TASK: Copy all entries without alteration and skip the pictures they hold.

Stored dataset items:
○ ○ ○ ○ ○

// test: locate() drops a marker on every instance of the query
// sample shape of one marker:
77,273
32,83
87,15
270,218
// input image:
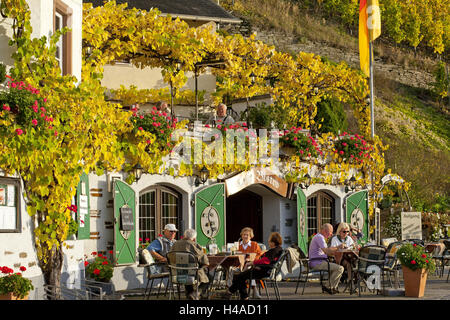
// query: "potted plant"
416,264
101,270
13,286
295,141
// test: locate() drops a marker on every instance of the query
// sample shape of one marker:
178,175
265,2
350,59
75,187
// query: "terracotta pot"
414,281
11,296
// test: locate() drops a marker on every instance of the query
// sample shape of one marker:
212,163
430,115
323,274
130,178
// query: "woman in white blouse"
342,236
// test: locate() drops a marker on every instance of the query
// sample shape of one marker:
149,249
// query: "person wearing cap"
188,243
161,245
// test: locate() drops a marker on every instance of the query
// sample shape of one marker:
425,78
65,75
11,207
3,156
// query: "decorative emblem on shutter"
357,219
210,222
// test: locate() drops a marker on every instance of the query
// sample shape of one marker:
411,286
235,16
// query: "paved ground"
436,289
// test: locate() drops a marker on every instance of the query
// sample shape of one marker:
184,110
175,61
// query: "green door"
83,218
357,213
301,221
210,215
124,223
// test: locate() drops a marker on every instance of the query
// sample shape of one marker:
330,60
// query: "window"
63,18
10,220
158,206
320,211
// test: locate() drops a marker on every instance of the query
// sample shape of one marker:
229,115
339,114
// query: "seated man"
189,244
161,245
318,255
260,267
221,118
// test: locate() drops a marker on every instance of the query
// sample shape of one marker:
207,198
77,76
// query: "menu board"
411,225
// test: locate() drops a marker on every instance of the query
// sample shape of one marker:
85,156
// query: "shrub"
333,115
100,269
414,257
14,283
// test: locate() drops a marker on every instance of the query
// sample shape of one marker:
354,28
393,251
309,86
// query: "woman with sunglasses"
343,239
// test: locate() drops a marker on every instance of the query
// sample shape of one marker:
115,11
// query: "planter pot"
414,281
11,296
106,287
289,151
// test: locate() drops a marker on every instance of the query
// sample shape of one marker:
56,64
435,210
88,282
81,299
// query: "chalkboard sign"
126,219
411,225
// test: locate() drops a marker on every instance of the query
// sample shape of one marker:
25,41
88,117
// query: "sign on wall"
411,225
253,176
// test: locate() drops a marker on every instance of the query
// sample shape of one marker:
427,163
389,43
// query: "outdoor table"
237,260
351,256
225,262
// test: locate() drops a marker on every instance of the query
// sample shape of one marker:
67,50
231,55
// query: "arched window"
320,210
158,206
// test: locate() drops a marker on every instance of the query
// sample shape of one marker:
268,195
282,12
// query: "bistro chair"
442,259
306,273
154,270
183,268
391,263
369,256
273,278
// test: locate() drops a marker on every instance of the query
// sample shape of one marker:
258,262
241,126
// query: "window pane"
147,216
169,208
326,211
312,216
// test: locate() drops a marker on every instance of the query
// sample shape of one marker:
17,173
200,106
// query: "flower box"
11,296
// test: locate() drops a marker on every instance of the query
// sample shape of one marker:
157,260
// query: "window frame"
319,196
16,183
65,12
159,225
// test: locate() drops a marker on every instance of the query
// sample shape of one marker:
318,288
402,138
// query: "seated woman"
343,239
260,268
247,246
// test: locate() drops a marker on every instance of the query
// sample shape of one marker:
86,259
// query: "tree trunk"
52,271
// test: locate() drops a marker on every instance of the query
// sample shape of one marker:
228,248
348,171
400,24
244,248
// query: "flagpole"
372,115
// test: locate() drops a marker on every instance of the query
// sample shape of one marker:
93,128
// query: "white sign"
411,225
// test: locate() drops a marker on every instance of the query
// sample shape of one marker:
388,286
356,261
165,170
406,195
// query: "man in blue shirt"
161,245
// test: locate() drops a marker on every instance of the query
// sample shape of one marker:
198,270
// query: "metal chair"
307,273
391,265
273,278
152,275
183,268
154,270
370,258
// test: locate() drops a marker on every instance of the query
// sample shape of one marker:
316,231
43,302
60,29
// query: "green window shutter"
301,221
125,248
357,213
210,215
83,207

○ ○ ○ ○ ○

FINISHED EXERCISE:
// test: locate() drops a marker on every instance of the query
// sample shape of one marker:
77,273
32,83
87,15
270,218
// input image:
// query: "potted plant"
416,264
101,270
13,286
295,141
// test: locate() drops a marker on every instance of the query
// sample shape of one marker:
178,175
265,2
350,59
75,187
// query: "terracotta pot"
414,281
11,296
// test: locate() drops a marker on every instance of the query
// sample shape of one marker:
212,163
430,115
323,274
130,178
// query: "woman in white blouse"
342,236
// test: locate() drops a marker on every instance of the query
// sample shape of one marker:
149,249
// query: "person wearing cap"
188,243
161,245
// test: locate() drops a marker on every instance of the query
// sample shape of one marker:
425,78
65,75
11,207
3,156
// query: "decorative emblem on shutter"
357,219
210,222
// test: locate() drops a marker on every instance of the query
// sample shape of one marker:
411,286
235,16
// query: "paved ground"
436,289
// test: locate() drops a marker on every instance of the query
// sample shape of one marker:
184,110
175,61
// query: "green door"
83,218
357,213
301,221
210,215
124,223
// test: locate() drops a marker on every instance of the query
// sample shape of one marker:
330,60
// query: "window"
63,18
10,220
158,206
320,211
// test: locate() drops a marker on every instance of the query
// sample shape of one marker:
229,115
339,114
// query: "seated man"
189,244
161,245
318,255
260,267
221,118
// test: locate() drops a marker on every instance of the query
// sample shape of one marker:
207,198
77,76
// query: "menu board"
411,225
// test: locate() drops a marker on every instance of the query
// sample shape of one marker:
85,156
// query: "shrub"
333,115
100,269
414,257
14,283
// test: locate() drops a marker on every instance of the query
// sample shape of one marker:
354,28
393,251
309,86
// query: "woman with sunglasses"
343,239
// test: locate() drops a marker on every instance of the query
// sample shape of one marker:
115,11
// query: "planter pot"
414,281
11,296
106,287
289,151
// test: locate() drops a marker on every instance of the query
// sample shape of one marker:
56,64
435,210
88,282
81,299
// query: "chalkboard sign"
126,219
411,225
// test: locate() drops a marker on every instance of the query
// sample shape of one marker:
25,41
88,117
// query: "sign on wall"
411,225
253,176
// test: locate() drops a marker on every instance of the query
// sample shape of one marker:
427,163
389,43
// query: "outdoor table"
237,260
351,256
225,262
// test: locate() drops a marker on every instance of the query
// sample shape of one marker:
67,50
231,55
// query: "arched window"
320,210
158,206
// test: locate() drops a marker on every instance of the query
// sample shape of one marker:
268,195
282,12
// query: "bistro chair"
442,259
306,273
154,270
183,268
391,263
369,256
273,278
// test: locate() drops a marker on every instance of the query
// sample shape of one marker:
258,262
241,126
// query: "window pane"
147,216
169,208
326,211
312,216
// test: locate() drops a marker on every instance of the query
// sample shape of one marker:
17,173
200,106
// query: "flower box"
11,296
// test: locate() drops a marker on every instance of the query
// sample shape of one marker:
157,260
// query: "window frame"
319,196
16,183
65,12
159,225
// test: locate() drops a marker on every instance of the query
// sample shape of one marker:
318,288
402,138
// query: "seated woman"
343,239
260,268
247,246
// test: locate() drops a marker on every instance of the query
// sample shape of one marker:
86,259
// query: "tree trunk"
52,271
// test: locate() drops a marker on every instance of the query
// sample shape of one marker:
228,248
348,171
400,24
244,248
// query: "flagpole"
372,115
// test: locate() drops a marker on every instance of the query
// sample shape of one marker:
93,128
// query: "white sign"
411,225
// test: locate() drops a marker on every instance of the query
// sample shape of one marker:
388,286
356,261
165,170
406,195
// query: "man in blue shirt"
161,245
// test: locate() drops a marker on every instance of the query
// sample shape of one marker:
198,270
// query: "metal chair"
307,273
391,265
273,278
152,275
183,268
154,270
370,258
// test: locate() drops a marker on every instance of the query
// sample shape of one marker:
316,231
43,302
60,29
// query: "green window shutter"
301,221
125,248
357,213
210,215
83,207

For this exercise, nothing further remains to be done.